WRITTEN REQUEST A: Starting with "Another opinion— possibly" and going on through "might be compiled.", copy that passage word for word from the essay on Gertrude Atherton.
WRITTEN REQUEST B:
Using the essay on Gertrude Atherton, answer each of the following, labeling your answers (i), (ii) and (iii).
(i) To which novelist did one critic boldly liken Mrs. Atherton?
(ii) For how many years does the essay say critical opinion of her has been divided in this way?
(iii) To which countries was Betty taken abroad for two years?

SELECTED EXTRACT:
◆ ◆ ◆ ◆ ◆ ◆ ◆
( Originally Published 1901 )
TEN years ago the name of Gertrude Atherton had a remote place in American literature. What place does the name occupy today ?
It is really hard to say. One critic has boldly likened her to George Eliot; an-other has spoken of her as a " literary experimenter on generally unfortunate subjects." Of one thing we are certain : the reading public takes a lively interest in her books.
Probably Mrs. Atherton would wish to be judged by "Senator North." That story, to be sure, appeared during a period of flamboyant advertising, when many books were expanded balloon-like — some of them to explode ignominiously. Let us see what sort of judgment was passed on the author of " Senator North."
The critic who saw in her another George Eliot said : " Mrs. Atherton . . . is a real writer in every sense of the word. She is as born to tell stories as the men who made the ,Arabian Nights,' and she has that rare power of evoking a living human being with a stroke or two, — with almost the mere mention of a name. However she may elaborate a character later on, we have never to wait for that elaboration to realize her heroes and heroines. Like a clever hostess she has a gift for making them really ' known' to the reader by little more than saying Miss So-and-So, or she will start off with a bit of dialogue that subtly sets two people before you in less than a page. Then she has command of a spontaneous, direct, supple and pointed prose style, which is entirely free from affectation. She is one of the wittiest of modern writers, but the wit is the crack-ling of the superabundant electricity of her brain and not that paradoxical jigging of the mind which is one of the warnings of cerebral paralysis. She is ' smart,' of course, at times, but all wit is sometimes that. More than any living writer I can think of, her wit reminds me, in its essential quality, of Mr. George Meredith—though superficially, it lacks the manner-isms which occasionally obscure the calm spaces of that great wisdom. Real wit flashes out of the full conquering mind, as real laughter ripples from a full happy heart, like wine out of a bottle."
Another opinion— possibly a minority opinion handed down, characterized " Senator North " as " a somewhat hysterical study of Washington life." The judge passed over the literary aspects of the case, however, and differed with Mrs. Atherton on sociological points.
It has been thus for the last six years. We doubt that any other American romanticist divides the critics into two camps so regularly and so resistlessly. Of the profit-able faculty of exciting critical disputes Mrs. Atherton is one of the largest possessors.
During the reign of " Senator North " we met the suggestion that an Atherton "birthday book" might be compiled.
Here are a few quotations, taken at random from " Senator North," that illustrate the author's wit and wisdom :
" Betty (the heroine — of course you re-member Betty Madison) had been educated by private tutors, then taken abroad for two years to France, Germany and Italy, in order, as she herself observed, to make the foreign attaché feel more at ease when he proposed."
" We are none of us taken long for what we are not."
" Betty thought the women very nice, but less interesting than the men, possibly because they were women."
◆ ◆ ◆ ◆ ◆ ◆ ◆
RAW DATA:
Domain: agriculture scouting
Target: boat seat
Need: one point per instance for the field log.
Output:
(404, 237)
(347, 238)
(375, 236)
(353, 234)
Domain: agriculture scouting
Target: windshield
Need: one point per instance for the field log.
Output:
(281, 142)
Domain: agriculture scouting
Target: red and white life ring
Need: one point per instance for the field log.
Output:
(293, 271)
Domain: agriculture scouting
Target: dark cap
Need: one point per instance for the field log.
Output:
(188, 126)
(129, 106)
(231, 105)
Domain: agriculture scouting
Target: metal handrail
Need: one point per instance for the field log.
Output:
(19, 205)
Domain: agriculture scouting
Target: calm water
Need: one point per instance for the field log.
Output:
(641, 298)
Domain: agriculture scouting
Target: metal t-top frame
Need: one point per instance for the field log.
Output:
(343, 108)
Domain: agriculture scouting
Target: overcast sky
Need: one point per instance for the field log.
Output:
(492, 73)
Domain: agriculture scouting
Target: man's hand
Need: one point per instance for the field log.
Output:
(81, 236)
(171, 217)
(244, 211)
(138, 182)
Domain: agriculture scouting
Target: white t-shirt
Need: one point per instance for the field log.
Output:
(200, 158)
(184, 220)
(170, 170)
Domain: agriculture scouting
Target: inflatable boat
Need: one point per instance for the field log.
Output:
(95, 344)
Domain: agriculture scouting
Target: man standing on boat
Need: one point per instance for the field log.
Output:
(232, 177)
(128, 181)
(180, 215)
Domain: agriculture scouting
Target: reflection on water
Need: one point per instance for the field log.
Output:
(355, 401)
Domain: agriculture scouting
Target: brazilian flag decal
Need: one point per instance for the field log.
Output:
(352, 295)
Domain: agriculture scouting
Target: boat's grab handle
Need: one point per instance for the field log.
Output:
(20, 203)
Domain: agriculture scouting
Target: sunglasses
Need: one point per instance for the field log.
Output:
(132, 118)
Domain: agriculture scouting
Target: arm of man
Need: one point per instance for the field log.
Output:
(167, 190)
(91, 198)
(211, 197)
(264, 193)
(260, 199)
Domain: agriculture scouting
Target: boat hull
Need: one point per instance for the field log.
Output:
◆ ◆ ◆ ◆ ◆ ◆ ◆
EXERCISE ANSWER A:
Another opinion— possibly a minority opinion handed down, characterized " Senator North " as " a somewhat hysterical study of Washington life." The judge passed over the literary aspects of the case, however, and differed with Mrs. Atherton on sociological points.
It has been thus for the last six years. We doubt that any other American romanticist divides the critics into two camps so regularly and so resistlessly. Of the profit-able faculty of exciting critical disputes Mrs. Atherton is one of the largest possessors.
During the reign of " Senator North " we met the suggestion that an Atherton "birthday book" might be compiled.

EXERCISE ANSWER B:
(i) George Eliot
(ii) Six years
(iii) France, Germany and Italy